:: Le texte ::
☆ ☆ ☆ ☆ ☆ ☆ ☆
Le domaine Jean-Marc Roulot, situé à Meursault en Côte-d’Or, comprend 16 hectares en chardonnay (85 %), en aligoté (7 %) et en pinot noir (8 %). Il produit en appellations meursault, auxey-duresses, monthélie, bourgogne. Les vignes sont conduites en bio depuis 2000, et la production est certifiée depuis 2013. « En Côte-d’Or, avec le prix du foncier qui augmente, tout le monde cherche à gagner quelques mètres carrés pour planter. Un peu partout, les tournières, les arbres isolés, les murs sont peu à peu grignotés. Le résultat, on le voit bien. Le paysage viticole évolue et pas dans le bon sens : il devient une mer de vignes, une monoculture », regrette Jean-Marc Roulot. En 2011, le domaine reprend 3 ha de vignes en deux parcelles. « J’ai toujours essayé de faire attention, mais quand on a un clos avec des murs et des arbres, on a envie de bien faire », précise-t-il. Il prend contact avec la LPO1, qui vient réaliser un diagnostic biodiversité personnalisé et gratuit (dans le cadre du programme national Agriculture & biodiversité, devenu depuis Des terres et des ailes).

Jean-Marc Roulot (à gauche) et Simon-Pierre Babski, LPO Côte-d’Or et Saône-et-Loire. © E. Thomas/Pixel6TM

« Le but du diagnostic biodiversité est de mettre en évidence, sur une parcelle, les éléments de paysage et les pratiques favorables et défavorables à la biodiversité avec nos yeux de naturalistes. De façon à les conserver, voire à apporter des améliorations, selon les possibilités du viticulteur. Il n’y a pas de contraintes, ni d’engagement pour l’exploitant : l’objectif est d’apporter de l’information, des conseils. Nous utilisons les oiseaux comme exemple, car ils sont plus faciles à observer pour les producteurs. Mais, de manière générale, les actions proposées sont favorables à l’ensemble de la biodiversité », explique Simon-Pierre Babski, LPO Côte-d’Or et Saône-et-Loire.

Identifier les bonnes pratiques existantes

Cap sur le clos des bouchères, parcelle de 1,37 ha ceinte d’un muret, pour mieux se rendre compte.

« La première des choses est d’identifier ce qui se fait de bien, et ensuite d’expliquer pourquoi. Les viticulteurs n’en sont pas toujours conscients. Un arbre, ce n’est pas juste un arbre, il fournit des cavités permettant aux oiseaux de nicher. Le lierre, par exemple, est une plante très intéressante, car elle fleurit tardivement (en septembre-octobre) à une période où les ressources pour les insectes pollinisateurs se font rares. De même, ses fruits sont disponibles au printemps, lors des retours de migration des oiseaux, etc., indique Simon-Pierre Babski.
☆ ☆ ☆ ☆ ☆ ☆ ☆
:: Liste fournie ::
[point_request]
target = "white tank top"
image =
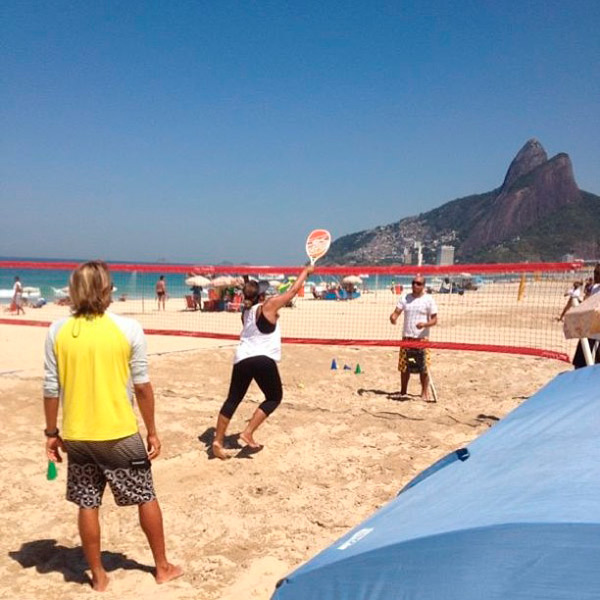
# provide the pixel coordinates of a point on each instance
(255, 343)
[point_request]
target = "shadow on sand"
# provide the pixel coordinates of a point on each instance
(47, 557)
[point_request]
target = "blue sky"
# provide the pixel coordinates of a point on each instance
(198, 131)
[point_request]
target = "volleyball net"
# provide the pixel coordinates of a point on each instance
(510, 308)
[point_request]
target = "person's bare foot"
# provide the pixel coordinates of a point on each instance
(219, 451)
(100, 582)
(168, 573)
(250, 441)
☆ ☆ ☆ ☆ ☆ ☆ ☆
:: Consigne ::
Recopiez le texte sur le domaine Roulot en commençant aux mots « Identifier les bonnes » et en vous arrêtant après « indique Simon-Pierre Babski. ». Remplacez au passage « lierre » par « chèvrefeuille ». Cette liste n'a aucun rapport avec le texte.

:: Réponse ::
Identifier les bonnes pratiques existantes

Cap sur le clos des bouchères, parcelle de 1,37 ha ceinte d’un muret, pour mieux se rendre compte.

« La première des choses est d’identifier ce qui se fait de bien, et ensuite d’expliquer pourquoi. Les viticulteurs n’en sont pas toujours conscients. Un arbre, ce n’est pas juste un arbre, il fournit des cavités permettant aux oiseaux de nicher. Le chèvrefeuille, par exemple, est une plante très intéressante, car elle fleurit tardivement (en septembre-octobre) à une période où les ressources pour les insectes pollinisateurs se font rares. De même, ses fruits sont disponibles au printemps, lors des retours de migration des oiseaux, etc., indique Simon-Pierre Babski.